- TASK OBJECTIVE: Starting at the line that has "Where can you see the yellow" and stopping after the line that has "[[383, 254], [383, 237]]", give back only those lines of the material below. Scale every x and y coordinate in the answers by 2.3, round each to a whole number with halves going up, and copy all other lines unchanged.

- DATA:
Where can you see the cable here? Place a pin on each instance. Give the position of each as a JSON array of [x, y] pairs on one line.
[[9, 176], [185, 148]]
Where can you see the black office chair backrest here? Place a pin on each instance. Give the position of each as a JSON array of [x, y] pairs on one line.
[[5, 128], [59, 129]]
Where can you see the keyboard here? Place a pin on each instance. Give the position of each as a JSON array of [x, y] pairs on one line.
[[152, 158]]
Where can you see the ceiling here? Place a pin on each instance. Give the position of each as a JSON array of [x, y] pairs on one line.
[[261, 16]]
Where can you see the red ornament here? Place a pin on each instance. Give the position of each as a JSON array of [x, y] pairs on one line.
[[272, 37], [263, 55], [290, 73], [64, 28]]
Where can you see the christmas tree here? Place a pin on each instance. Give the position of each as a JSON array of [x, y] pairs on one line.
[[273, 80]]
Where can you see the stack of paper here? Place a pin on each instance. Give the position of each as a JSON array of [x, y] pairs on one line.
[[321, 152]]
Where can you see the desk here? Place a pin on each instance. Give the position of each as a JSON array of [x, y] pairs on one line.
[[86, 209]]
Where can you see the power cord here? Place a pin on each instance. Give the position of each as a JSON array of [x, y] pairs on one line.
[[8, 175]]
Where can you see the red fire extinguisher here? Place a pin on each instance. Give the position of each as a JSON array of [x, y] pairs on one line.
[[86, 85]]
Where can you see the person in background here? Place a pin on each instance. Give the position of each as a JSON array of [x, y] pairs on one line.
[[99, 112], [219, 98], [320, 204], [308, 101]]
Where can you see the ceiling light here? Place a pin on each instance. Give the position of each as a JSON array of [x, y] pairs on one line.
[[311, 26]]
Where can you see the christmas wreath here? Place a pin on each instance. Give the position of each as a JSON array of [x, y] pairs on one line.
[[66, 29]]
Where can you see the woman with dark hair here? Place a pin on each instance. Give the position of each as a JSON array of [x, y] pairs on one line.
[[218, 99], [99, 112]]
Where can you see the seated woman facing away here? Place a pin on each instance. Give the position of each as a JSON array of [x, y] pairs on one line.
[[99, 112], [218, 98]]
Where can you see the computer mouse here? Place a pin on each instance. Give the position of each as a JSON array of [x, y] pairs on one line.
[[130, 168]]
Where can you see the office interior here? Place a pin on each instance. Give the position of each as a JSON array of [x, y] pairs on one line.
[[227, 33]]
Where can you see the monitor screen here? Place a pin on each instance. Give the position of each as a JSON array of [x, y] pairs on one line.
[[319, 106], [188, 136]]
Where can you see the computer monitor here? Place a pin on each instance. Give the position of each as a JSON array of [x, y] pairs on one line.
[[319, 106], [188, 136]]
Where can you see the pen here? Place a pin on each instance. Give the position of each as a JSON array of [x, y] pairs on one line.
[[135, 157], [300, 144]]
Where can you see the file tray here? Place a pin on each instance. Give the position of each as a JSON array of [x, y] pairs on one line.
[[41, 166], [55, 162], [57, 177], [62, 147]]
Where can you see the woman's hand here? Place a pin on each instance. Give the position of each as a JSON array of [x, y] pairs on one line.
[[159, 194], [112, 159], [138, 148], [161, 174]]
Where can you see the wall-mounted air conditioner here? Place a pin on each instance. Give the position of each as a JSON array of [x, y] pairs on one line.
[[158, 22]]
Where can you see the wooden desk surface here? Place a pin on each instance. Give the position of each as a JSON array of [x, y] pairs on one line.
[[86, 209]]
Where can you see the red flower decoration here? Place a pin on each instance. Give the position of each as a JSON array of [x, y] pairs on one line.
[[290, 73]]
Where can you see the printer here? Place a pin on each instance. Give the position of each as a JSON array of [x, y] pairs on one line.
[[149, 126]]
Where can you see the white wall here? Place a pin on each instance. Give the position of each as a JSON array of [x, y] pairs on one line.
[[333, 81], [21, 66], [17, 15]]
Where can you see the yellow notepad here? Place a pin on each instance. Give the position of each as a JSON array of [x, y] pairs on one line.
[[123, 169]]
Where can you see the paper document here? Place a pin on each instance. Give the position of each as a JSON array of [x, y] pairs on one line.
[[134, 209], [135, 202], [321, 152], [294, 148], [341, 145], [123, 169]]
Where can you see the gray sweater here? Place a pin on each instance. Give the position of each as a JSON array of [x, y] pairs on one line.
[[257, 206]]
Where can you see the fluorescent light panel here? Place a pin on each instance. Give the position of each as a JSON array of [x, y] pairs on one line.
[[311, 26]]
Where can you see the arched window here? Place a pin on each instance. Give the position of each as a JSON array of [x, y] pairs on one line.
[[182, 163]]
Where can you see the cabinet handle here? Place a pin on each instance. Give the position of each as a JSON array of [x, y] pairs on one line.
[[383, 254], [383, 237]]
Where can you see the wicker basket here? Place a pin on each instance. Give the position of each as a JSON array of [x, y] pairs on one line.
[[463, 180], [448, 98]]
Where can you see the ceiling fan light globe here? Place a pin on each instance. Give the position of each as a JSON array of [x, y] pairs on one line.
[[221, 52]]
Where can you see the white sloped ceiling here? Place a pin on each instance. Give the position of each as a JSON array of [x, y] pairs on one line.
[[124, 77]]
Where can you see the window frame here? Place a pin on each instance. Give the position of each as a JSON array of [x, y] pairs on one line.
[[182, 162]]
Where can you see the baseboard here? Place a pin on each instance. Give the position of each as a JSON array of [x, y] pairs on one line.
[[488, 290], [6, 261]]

- EXERCISE RESPONSE:
Where can you see the yellow notepad here? Place a pin on each instance. Give the position of each as a JSON array of [x, y] pairs on one line.
[[283, 389]]
Where can you see the paper document here? Place a pin on each instance. Give the position of each as a JSON array of [x, y] pairs on one line.
[[308, 481], [311, 465], [738, 350], [676, 340], [784, 334], [283, 389]]
Where can you see the gray sweater here? Place a pin on each instance. Give the position of each as a JSON array of [x, y] pairs on one line.
[[591, 474]]
Where can you see the fluorescent light panel here? Place a pin on each instance. Give the position of each as a JSON array of [x, y] pairs on one line.
[[715, 60]]
Where can you see the arched window here? Place a pin on each instance. Give the position of each as a JSON array of [x, y] pairs on one line.
[[419, 375]]
Where can you see the cabinet handle here? Place a pin on each instance. Give the position of each as a JSON array of [x, y] pairs on one line.
[[881, 584], [881, 545]]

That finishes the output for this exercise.